→ **PROBLEM STATEMENT**
Would you set down every entry again, exactly as written?

BEGIN RECORDS SHOWN

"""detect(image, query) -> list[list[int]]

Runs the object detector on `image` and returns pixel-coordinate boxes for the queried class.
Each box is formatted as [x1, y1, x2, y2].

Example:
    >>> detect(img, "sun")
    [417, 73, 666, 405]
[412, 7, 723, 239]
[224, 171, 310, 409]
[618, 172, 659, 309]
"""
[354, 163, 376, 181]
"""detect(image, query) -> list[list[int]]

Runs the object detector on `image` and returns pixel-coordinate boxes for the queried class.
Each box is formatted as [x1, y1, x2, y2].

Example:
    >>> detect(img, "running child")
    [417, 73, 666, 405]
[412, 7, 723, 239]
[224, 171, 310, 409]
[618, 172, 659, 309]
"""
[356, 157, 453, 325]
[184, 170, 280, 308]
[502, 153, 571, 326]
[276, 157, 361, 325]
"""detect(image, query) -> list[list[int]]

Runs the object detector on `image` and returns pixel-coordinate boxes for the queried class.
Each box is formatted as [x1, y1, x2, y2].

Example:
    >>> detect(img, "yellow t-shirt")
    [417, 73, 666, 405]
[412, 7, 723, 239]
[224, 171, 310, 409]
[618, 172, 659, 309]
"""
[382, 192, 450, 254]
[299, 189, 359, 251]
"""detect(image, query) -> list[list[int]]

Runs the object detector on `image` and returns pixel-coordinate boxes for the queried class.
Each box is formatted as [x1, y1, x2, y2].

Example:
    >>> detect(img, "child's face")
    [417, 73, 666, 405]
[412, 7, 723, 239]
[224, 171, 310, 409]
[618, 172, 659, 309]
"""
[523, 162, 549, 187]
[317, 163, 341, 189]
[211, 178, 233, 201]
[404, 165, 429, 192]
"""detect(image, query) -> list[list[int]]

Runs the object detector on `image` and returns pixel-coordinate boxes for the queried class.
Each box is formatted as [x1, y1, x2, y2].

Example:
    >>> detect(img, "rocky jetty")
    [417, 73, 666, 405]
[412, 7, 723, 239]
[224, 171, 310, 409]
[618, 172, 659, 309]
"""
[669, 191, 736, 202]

END RECORDS SHOWN

→ **PROBLEM SOLUTION**
"""detect(image, query) -> list[list[int]]

Runs the object detector on `image` and returns pixel-coordinate boxes for the queried class.
Each box is formatted as [x1, y1, x2, y2].

Example:
    >>> detect(img, "sun")
    [417, 73, 666, 405]
[412, 7, 723, 239]
[224, 171, 310, 409]
[618, 172, 659, 309]
"""
[354, 163, 376, 181]
"""detect(image, query) -> list[list[int]]

Runs the object detector on `image` and returns pixel-coordinate boxes for the queried class.
Each box is formatted as [x1, y1, x2, y2].

Example:
    >>> detect(img, "running child")
    [417, 73, 666, 405]
[412, 7, 723, 239]
[224, 171, 310, 409]
[618, 172, 659, 309]
"""
[356, 157, 453, 325]
[184, 170, 280, 308]
[502, 153, 571, 326]
[276, 157, 361, 325]
"""detect(image, query) -> list[list[int]]

Runs the object detector on `image` and returns pixel-coordinate boxes for the queried class.
Each box is formatted as [x1, y1, x2, y2].

Example:
    >>> detect(img, "yellow t-shirt")
    [417, 73, 666, 405]
[412, 7, 723, 239]
[224, 171, 310, 409]
[618, 172, 659, 309]
"""
[382, 192, 450, 254]
[299, 189, 359, 251]
"""detect(image, query) -> list[list[int]]

Runs the object detector on `image` and returns pixel-coordinate boxes for the queried class.
Each box is formatted as [x1, y1, x2, y2].

Example:
    >>> detect(img, "child's face")
    [417, 73, 666, 405]
[412, 7, 723, 239]
[224, 171, 310, 409]
[618, 172, 659, 309]
"""
[523, 162, 549, 187]
[317, 163, 341, 189]
[211, 178, 233, 201]
[404, 165, 429, 192]
"""detect(image, query) -> list[list[int]]

Runs the object detector on `image` and returns pixel-coordinate boxes for the queried class.
Each box is formatted as [x1, y1, x2, y2].

Example:
    >>> detect(img, "rocky jetty")
    [417, 73, 666, 405]
[412, 7, 723, 239]
[224, 171, 310, 409]
[618, 172, 659, 309]
"""
[669, 191, 736, 202]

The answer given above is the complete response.